╭─ PROVIDED ENTRIES
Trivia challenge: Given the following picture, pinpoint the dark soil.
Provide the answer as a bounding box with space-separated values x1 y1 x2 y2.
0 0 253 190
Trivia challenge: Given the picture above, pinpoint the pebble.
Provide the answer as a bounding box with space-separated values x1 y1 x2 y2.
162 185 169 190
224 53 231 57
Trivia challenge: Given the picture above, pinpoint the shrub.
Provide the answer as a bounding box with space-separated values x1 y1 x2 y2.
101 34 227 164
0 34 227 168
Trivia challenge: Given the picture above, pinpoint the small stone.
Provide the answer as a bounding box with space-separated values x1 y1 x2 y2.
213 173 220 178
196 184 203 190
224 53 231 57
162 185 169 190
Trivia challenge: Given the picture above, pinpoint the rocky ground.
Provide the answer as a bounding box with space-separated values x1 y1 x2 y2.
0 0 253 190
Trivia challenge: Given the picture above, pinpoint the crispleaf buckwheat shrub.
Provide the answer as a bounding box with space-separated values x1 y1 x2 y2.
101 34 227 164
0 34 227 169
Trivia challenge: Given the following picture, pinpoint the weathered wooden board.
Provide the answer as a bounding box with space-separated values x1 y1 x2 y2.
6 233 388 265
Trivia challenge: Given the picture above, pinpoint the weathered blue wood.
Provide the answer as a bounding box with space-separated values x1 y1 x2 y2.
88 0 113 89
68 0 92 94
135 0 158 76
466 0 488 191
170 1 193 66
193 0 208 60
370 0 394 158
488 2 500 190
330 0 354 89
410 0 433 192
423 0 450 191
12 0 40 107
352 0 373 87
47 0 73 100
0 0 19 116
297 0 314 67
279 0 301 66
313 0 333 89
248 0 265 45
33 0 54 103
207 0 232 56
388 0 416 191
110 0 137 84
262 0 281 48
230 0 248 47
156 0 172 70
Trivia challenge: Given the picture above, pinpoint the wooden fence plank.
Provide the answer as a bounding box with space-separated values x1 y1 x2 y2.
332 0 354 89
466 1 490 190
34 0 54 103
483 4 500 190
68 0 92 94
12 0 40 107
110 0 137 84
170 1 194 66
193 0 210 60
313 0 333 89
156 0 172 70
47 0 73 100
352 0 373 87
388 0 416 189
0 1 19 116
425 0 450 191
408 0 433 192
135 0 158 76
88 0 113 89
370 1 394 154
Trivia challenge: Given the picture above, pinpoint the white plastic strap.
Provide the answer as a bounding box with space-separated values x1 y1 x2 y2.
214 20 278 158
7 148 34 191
╰─
## TASK DIRECTIONS
How many lines in the material above contain the string "wooden", with case counting? Reply with the number alone.

## FINAL ANSWER
2